* BEGIN Data for the task *
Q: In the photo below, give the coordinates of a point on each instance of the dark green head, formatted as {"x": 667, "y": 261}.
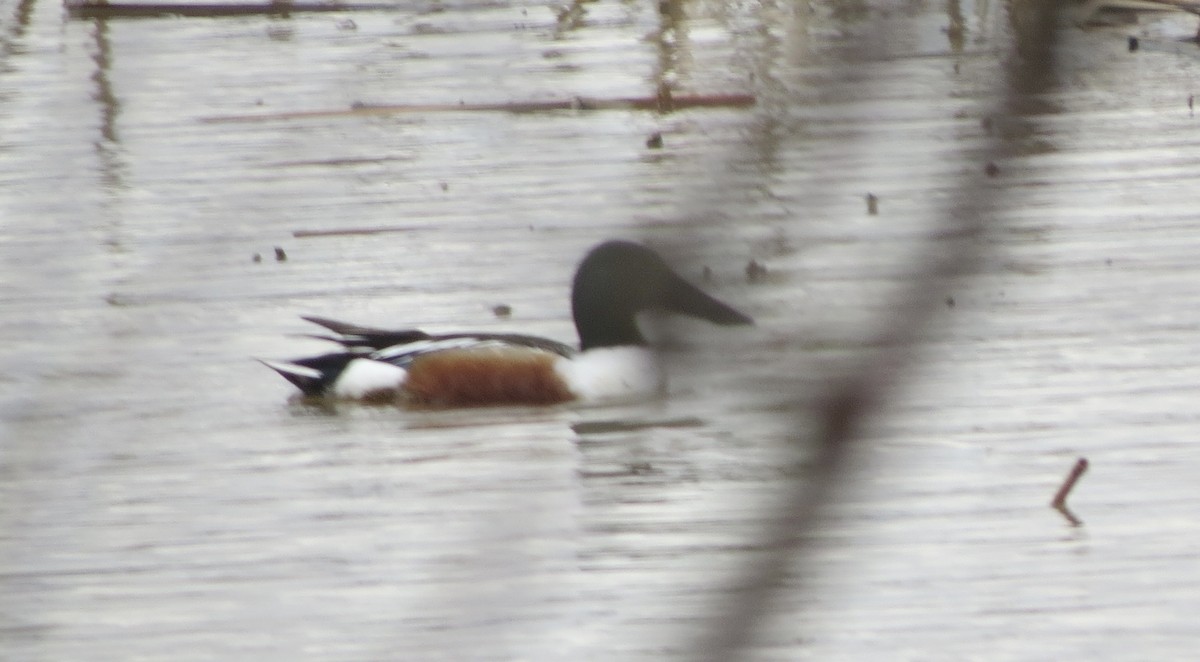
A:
{"x": 617, "y": 280}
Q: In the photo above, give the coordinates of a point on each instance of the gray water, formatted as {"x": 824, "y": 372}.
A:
{"x": 162, "y": 498}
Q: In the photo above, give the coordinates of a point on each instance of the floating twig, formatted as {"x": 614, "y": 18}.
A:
{"x": 351, "y": 232}
{"x": 1060, "y": 498}
{"x": 89, "y": 8}
{"x": 576, "y": 103}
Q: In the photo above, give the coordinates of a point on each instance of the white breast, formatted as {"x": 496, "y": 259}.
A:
{"x": 612, "y": 373}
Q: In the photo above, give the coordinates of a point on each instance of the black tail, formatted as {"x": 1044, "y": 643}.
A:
{"x": 313, "y": 375}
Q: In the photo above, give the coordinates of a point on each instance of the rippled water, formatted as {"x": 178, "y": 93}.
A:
{"x": 162, "y": 499}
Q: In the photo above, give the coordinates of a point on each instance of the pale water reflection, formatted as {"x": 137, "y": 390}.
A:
{"x": 161, "y": 499}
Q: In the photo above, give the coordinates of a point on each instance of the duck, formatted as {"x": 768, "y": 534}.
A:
{"x": 615, "y": 282}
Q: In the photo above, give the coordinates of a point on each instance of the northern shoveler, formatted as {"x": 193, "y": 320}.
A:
{"x": 615, "y": 282}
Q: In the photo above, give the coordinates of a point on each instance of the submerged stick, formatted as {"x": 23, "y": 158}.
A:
{"x": 1060, "y": 498}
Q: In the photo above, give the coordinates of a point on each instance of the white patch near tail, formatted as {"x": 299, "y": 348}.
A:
{"x": 613, "y": 373}
{"x": 292, "y": 368}
{"x": 364, "y": 377}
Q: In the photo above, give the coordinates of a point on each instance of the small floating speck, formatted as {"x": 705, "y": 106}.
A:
{"x": 755, "y": 271}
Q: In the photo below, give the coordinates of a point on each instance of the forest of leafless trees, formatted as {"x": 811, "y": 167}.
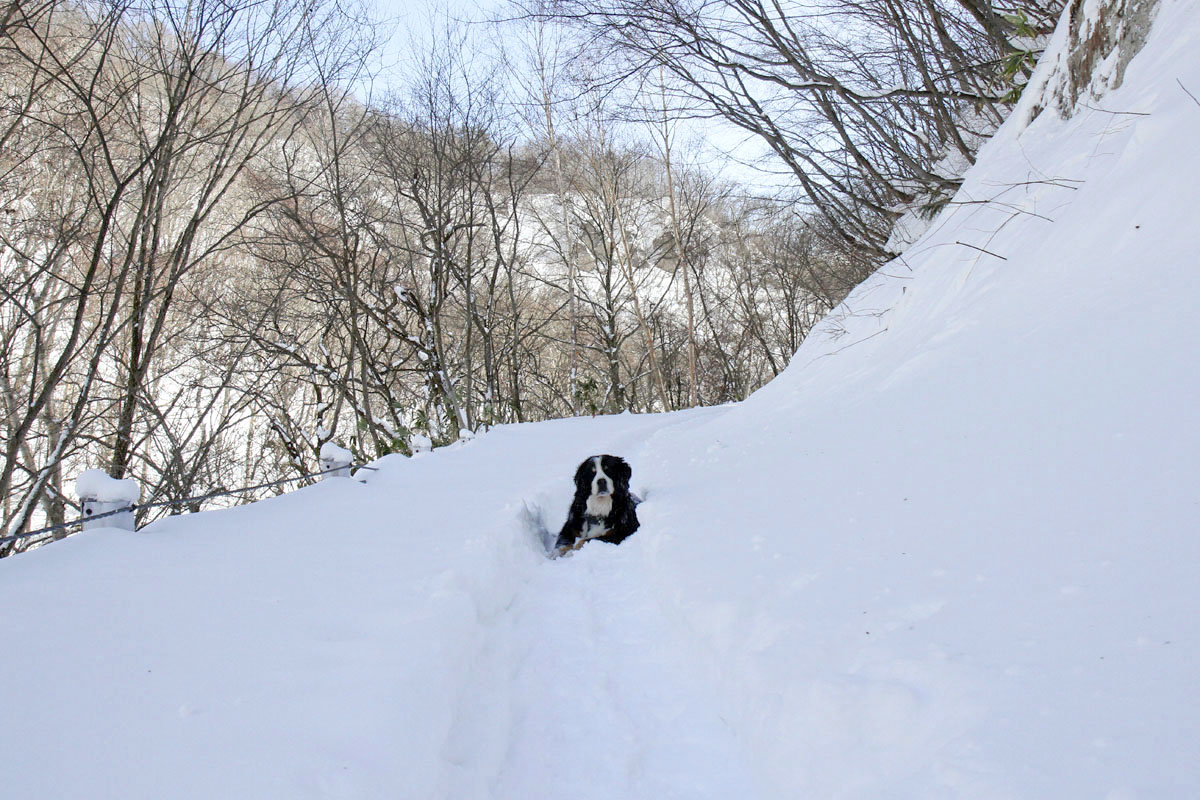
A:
{"x": 221, "y": 247}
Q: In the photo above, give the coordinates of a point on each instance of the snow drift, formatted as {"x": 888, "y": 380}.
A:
{"x": 951, "y": 552}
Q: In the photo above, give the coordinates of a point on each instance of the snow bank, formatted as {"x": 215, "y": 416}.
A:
{"x": 96, "y": 485}
{"x": 949, "y": 553}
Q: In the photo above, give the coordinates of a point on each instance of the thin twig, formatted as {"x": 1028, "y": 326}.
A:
{"x": 982, "y": 250}
{"x": 1188, "y": 92}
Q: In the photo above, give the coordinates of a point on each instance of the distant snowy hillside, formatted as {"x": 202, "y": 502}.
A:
{"x": 952, "y": 552}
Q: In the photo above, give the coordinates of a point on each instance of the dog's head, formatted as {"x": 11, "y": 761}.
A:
{"x": 601, "y": 476}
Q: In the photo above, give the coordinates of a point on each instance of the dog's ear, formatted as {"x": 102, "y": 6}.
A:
{"x": 622, "y": 471}
{"x": 583, "y": 474}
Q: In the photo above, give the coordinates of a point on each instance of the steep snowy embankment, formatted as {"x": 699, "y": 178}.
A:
{"x": 949, "y": 553}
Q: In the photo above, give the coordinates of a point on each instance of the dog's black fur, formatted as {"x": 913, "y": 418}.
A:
{"x": 621, "y": 521}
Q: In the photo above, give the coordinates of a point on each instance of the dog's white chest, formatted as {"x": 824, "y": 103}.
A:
{"x": 599, "y": 506}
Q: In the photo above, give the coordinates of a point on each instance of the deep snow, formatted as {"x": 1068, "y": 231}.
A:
{"x": 952, "y": 552}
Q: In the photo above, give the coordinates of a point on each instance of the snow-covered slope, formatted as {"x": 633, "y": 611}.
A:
{"x": 949, "y": 553}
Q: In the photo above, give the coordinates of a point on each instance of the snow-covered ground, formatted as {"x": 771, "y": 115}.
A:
{"x": 951, "y": 553}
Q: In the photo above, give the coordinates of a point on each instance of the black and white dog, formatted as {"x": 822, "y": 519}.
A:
{"x": 603, "y": 507}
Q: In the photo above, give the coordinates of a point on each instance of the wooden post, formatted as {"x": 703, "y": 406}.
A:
{"x": 100, "y": 494}
{"x": 335, "y": 462}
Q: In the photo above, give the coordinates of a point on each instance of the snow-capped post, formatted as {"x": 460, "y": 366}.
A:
{"x": 335, "y": 462}
{"x": 100, "y": 494}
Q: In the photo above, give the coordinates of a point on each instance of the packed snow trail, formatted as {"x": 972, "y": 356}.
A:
{"x": 949, "y": 553}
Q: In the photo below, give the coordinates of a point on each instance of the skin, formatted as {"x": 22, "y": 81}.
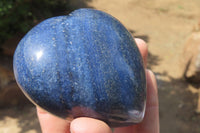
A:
{"x": 52, "y": 124}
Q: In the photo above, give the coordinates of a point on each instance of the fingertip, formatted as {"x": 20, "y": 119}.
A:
{"x": 89, "y": 125}
{"x": 143, "y": 48}
{"x": 152, "y": 91}
{"x": 52, "y": 124}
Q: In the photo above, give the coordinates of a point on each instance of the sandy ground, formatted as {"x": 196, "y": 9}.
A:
{"x": 165, "y": 26}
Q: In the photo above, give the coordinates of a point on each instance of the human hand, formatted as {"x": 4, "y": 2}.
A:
{"x": 52, "y": 124}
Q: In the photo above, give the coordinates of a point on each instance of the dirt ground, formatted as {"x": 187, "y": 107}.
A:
{"x": 165, "y": 25}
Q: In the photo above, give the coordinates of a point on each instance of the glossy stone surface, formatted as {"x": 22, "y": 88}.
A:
{"x": 83, "y": 64}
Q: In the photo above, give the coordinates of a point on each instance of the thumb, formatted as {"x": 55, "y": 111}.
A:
{"x": 89, "y": 125}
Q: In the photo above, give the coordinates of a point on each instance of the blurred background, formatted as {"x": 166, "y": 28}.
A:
{"x": 170, "y": 27}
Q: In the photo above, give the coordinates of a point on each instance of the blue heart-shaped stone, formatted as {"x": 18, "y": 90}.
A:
{"x": 83, "y": 64}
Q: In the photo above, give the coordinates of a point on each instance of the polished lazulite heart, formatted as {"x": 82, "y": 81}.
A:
{"x": 83, "y": 64}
* END Data for the task *
**Objective**
Quote the material above exactly, from the line holding "of the wooden" through its last line, including both. Omit the pictures.

**Output of the exercise**
Q: In the photo above, give the coordinates of a point on each instance of the wooden post, formatted as {"x": 703, "y": 406}.
A:
{"x": 100, "y": 494}
{"x": 335, "y": 462}
Q: In the photo above, give the coordinates of a point on each instance of the snow-capped post, formatted as {"x": 460, "y": 366}.
A:
{"x": 335, "y": 462}
{"x": 100, "y": 494}
Q: In the photo above, give the coordinates of a point on each instance of the packed snow trail, formatted as {"x": 972, "y": 356}.
A:
{"x": 949, "y": 553}
Q: In the photo below, give the coordinates of a point on each instance of the skin, formatted as {"x": 22, "y": 81}.
A:
{"x": 52, "y": 124}
Q: In the photo above, give the coordinates of a point on each instance of the fingertip, formatted as {"x": 20, "y": 119}.
A:
{"x": 89, "y": 125}
{"x": 143, "y": 48}
{"x": 152, "y": 91}
{"x": 52, "y": 124}
Q: In the photo above, give the coordinates of a point on each instance of the sandy ground, formatted as {"x": 196, "y": 9}.
A:
{"x": 165, "y": 26}
Q: In the photo above, give the coordinates of a point on each instance of the human hand, formatted as {"x": 4, "y": 2}.
A:
{"x": 52, "y": 124}
Q: In the photo above, give the coordinates of a point on each instance of the dirt ground, formatted as {"x": 187, "y": 107}.
A:
{"x": 165, "y": 25}
Q: In the photo above, give the coordinates of a point on each instance of the glossy stone surface, formatted as {"x": 22, "y": 88}.
A:
{"x": 83, "y": 64}
Q: In the photo above, give the coordinates of a point on each instance of the thumb, formatted as {"x": 55, "y": 111}.
A:
{"x": 89, "y": 125}
Q: In the photo above, give the coordinates of a point on each instance of the blurred background, formatted as {"x": 166, "y": 28}.
A:
{"x": 170, "y": 27}
Q: In the photo above, give the coordinates of a point on each instance of the blue heart-shaped stone, formatted as {"x": 18, "y": 90}.
A:
{"x": 83, "y": 64}
Q: In the photo above, give the coordinates of a point on each instance of the polished lazulite heart, formatted as {"x": 82, "y": 81}.
A:
{"x": 83, "y": 64}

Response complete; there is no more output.